> _INPUT DATA_:
-=-=-=-=-

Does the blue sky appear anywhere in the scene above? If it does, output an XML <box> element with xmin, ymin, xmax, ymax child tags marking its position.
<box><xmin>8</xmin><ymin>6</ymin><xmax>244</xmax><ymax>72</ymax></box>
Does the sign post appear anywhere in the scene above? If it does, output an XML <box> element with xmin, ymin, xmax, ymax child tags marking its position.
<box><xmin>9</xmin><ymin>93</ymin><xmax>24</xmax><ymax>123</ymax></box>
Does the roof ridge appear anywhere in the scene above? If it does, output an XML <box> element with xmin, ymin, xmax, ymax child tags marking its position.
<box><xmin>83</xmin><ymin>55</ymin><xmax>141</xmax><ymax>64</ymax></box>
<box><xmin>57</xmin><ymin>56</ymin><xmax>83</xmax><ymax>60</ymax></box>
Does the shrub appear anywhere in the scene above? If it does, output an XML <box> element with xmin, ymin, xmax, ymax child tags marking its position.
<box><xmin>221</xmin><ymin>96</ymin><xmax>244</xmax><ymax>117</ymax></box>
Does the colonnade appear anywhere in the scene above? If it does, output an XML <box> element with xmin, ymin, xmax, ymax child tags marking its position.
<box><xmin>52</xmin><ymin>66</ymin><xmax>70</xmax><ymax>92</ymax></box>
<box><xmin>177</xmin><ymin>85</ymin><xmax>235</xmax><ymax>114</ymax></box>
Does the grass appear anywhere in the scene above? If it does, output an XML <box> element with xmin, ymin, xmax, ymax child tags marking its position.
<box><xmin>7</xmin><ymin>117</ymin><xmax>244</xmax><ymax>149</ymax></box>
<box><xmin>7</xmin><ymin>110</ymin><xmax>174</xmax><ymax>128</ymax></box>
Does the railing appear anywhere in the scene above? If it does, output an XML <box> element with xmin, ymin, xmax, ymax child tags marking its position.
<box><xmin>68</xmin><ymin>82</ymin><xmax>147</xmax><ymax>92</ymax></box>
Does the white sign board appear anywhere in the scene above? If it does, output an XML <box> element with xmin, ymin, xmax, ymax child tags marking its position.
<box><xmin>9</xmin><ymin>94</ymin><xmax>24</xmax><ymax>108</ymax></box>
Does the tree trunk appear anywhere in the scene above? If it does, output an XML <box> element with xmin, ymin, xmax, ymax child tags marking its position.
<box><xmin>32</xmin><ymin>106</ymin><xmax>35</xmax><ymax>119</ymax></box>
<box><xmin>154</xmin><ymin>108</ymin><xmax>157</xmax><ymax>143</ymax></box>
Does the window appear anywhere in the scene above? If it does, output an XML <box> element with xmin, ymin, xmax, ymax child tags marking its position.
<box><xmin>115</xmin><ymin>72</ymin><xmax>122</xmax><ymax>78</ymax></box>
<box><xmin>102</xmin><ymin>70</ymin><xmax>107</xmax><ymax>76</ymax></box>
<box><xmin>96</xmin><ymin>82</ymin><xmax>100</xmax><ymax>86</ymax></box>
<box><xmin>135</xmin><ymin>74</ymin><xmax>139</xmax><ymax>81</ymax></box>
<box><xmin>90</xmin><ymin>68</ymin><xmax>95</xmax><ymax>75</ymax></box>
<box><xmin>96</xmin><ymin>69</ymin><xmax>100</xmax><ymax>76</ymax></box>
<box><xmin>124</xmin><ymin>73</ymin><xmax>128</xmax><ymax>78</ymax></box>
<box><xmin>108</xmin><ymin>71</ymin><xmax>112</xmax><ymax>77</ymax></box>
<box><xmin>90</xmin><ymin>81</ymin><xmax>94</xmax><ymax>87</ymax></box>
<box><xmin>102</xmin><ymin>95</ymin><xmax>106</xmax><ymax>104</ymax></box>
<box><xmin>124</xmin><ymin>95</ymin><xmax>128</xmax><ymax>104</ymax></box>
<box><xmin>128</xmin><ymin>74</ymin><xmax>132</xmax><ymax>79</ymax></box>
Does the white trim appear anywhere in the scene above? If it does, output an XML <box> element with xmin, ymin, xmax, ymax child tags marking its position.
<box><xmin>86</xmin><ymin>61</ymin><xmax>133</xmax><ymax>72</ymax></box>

-=-=-=-=-

Report every line of the items above that contains the string "sign", treating uppercase and lowercase as different.

> _WORKED ANSWER_:
Does the sign post appear anywhere in the scene above? If it does, output an XML <box> element with xmin, ymin, xmax, ymax child tags marking its position.
Does the white sign board appear anywhere in the scene above? If it does, output an XML <box> element with xmin, ymin, xmax, ymax child tags marking its position.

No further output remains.